Breaking Down Teshuvah
In the daily calendar he wrote in 1944 known as the Hayom Yom, the Lubavitcher Rebbe relates that the Maggid of Mezritch—the Ba'al Shem Tov's heir and spiritual son—explained to his holy students the meaning of the first few words of the haftarah (the weekly reading from the Prophets) read on the Shabbat between Rosh Hashanah and Yom Kippur, the Shabbat known as Shabbat Teshuvah (or Shuvah):
“Return unto Havayah, your God”[1] (שׁוּבָה יִשְׂרָאֵל עַד הוי' אֱ-לֹהֶיךָ): your return, your teshuvah, should ascend high enough that God's essential Name, Havayah—which refers to His transcendent, unchanging, and unalterable nature, which precedes creation and endures beyond it—will become Elokim, “your God” (אֱ-לֹהֶיךָ)—the Name of God that is associated with his immanent manifestation in creation, specifically in nature.
The Rebbe continues to relate that all the holy disciples of the Maggid were greatly aroused by this novel interpretation of the verse. But the famous Rebbe Zusha responded to this teaching by saying that he cannot achieve such an enlightened state of teshuvah all at once. Instead, he needs to break down his return to God into stages (not necessarily ordered chronologically or by importance), the initials of which spell the Hebrew word teshuvah (תְּשׁוּבָה). Rebbe Zusha said that the five stages or elements in his teshuvah would be:
ת – "You shall be earnest (תָּמִים) with Havayah, your God."
ש – "I place (שִׁוִּיתִי) Havayah before me always."
ו – "And you shall love (וְאָהַבְתָּ) your fellow as yourself."
ב – "In all your ways (בְּכָל), you shall know Him."
ה – "Walk humbly (הַצְנֵעַ) with your God."

# Your instructions
In the passage on breaking down teshuvah, reproduce the words from "Breaking Down Teshuvah" up to and including "specifically in nature.", replacing "Shabbat" with "Sabbath".

Stored entries:
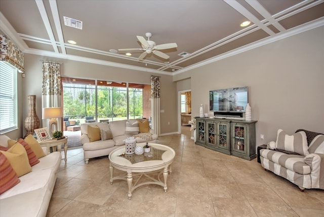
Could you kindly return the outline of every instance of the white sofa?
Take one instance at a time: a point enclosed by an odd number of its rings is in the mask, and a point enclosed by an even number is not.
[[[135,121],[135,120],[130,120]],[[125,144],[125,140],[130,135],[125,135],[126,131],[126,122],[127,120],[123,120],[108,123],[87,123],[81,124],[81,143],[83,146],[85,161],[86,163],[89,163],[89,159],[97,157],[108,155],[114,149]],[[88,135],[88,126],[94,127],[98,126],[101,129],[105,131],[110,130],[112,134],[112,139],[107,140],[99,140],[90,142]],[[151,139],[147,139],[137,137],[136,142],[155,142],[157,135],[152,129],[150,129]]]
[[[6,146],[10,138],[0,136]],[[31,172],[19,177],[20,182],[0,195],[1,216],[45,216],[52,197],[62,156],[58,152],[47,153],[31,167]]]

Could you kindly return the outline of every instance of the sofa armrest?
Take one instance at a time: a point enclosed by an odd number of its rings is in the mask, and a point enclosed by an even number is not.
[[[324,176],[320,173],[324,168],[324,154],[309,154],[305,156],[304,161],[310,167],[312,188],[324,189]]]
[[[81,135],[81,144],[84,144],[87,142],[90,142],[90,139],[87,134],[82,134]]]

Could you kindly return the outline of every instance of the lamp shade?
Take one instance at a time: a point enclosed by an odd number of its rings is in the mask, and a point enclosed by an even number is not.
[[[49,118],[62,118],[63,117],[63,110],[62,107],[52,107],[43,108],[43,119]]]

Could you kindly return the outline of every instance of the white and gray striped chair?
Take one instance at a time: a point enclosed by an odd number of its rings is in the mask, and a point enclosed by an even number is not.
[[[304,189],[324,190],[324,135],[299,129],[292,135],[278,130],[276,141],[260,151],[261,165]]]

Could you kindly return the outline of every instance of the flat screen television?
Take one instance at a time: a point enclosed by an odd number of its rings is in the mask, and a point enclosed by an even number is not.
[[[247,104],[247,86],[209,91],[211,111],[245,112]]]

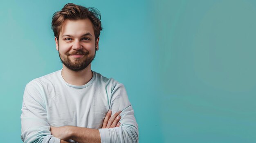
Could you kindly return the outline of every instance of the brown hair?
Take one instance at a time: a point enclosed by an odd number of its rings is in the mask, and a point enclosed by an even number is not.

# Final answer
Breaking Down Teshuvah
In the daily calendar he wrote in 1944 known as the Hayom Yom, the Lubavitcher Rebbe relates that the Maggid of Mezritch—the Ba'al Shem Tov's heir and spiritual son—explained to his holy students the meaning of the first few words of the haftarah (the weekly reading from the Prophets) read on the Sabbath between Rosh Hashanah and Yom Kippur, the Sabbath known as Sabbath Teshuvah (or Shuvah):
“Return unto Havayah, your God”[1] (שׁוּבָה יִשְׂרָאֵל עַד הוי' אֱ-לֹהֶיךָ): your return, your teshuvah, should ascend high enough that God's essential Name, Havayah—which refers to His transcendent, unchanging, and unalterable nature, which precedes creation and endures beyond it—will become Elokim, “your God” (אֱ-לֹהֶיךָ)—the Name of God that is associated with his immanent manifestation in creation, specifically in nature.